__Source extract__:
══════════════════════════════
The vote came one day before the deadline set by Snyder to accept the agreement or face the appointment of an Emergency Manager with the power to unilaterally impose cuts, sell city assets and remove elected officials under provisions of Michigan’s Public Act 4 enacted by the legislature last year.
The vote by the city council follows the finding by a 10-member review team appointed by Snyder that Detroit faces a “severe financial emergency.” The city is reportedly running out of cash to pay its bills and faces a budget deficit of some $200 million.
The so-called consent agreement relieves the City of Detroit of its obligations to bargain with its unions under terms of the Michigan Public Employment Relations Act. It requires the city to scrap recent concessions contracts negotiated with city worker unions totaling some $360 million and impose even deeper cuts. These include drastic changes in work rules and the elimination of defined benefit pension for new hires in favor of 401(k) style defined contribution plans. Among other changes, seniority rights will be undermined and city workers will be forced to perform work outside their job classifications. The city would also be empowered to outsource work currently performed by union members. If unions do not agree to the additional concessions by July 16 the city can impose them.
══════════════════════════════
__Recorded data__:

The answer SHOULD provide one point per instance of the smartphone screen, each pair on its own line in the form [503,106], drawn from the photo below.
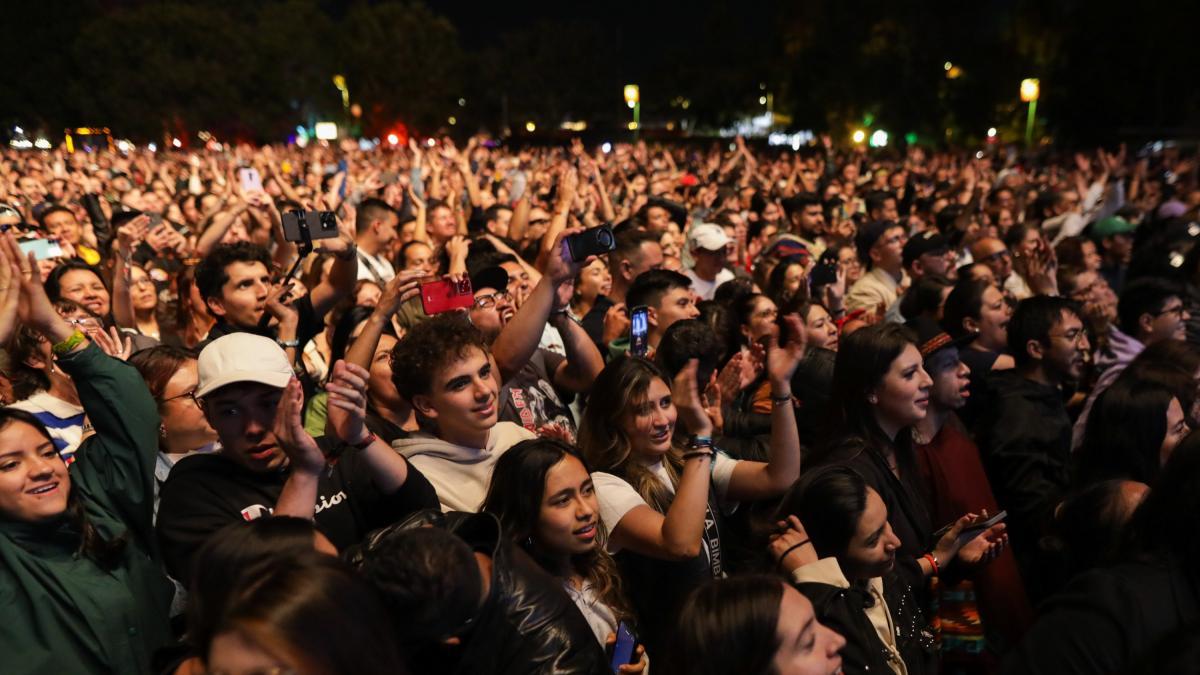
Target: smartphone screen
══════════════════════════════
__Written instruction A__: Repeat the portion of the Detroit consent agreement text starting at "The vote came" and ending at "legislature last year.".
__Written instruction B__:
Answer these questions using the Detroit consent agreement text:
(i) How many members were on the review team Snyder appointed?
(ii) About how large a budget deficit does the city face?
(iii) By what date must the unions agree to the additional concessions before the city can impose them?

__Solution A__:
The vote came one day before the deadline set by Snyder to accept the agreement or face the appointment of an Emergency Manager with the power to unilaterally impose cuts, sell city assets and remove elected officials under provisions of Michigan’s Public Act 4 enacted by the legislature last year.

__Solution B__:
(i) 10
(ii) Some $200 million
(iii) July 16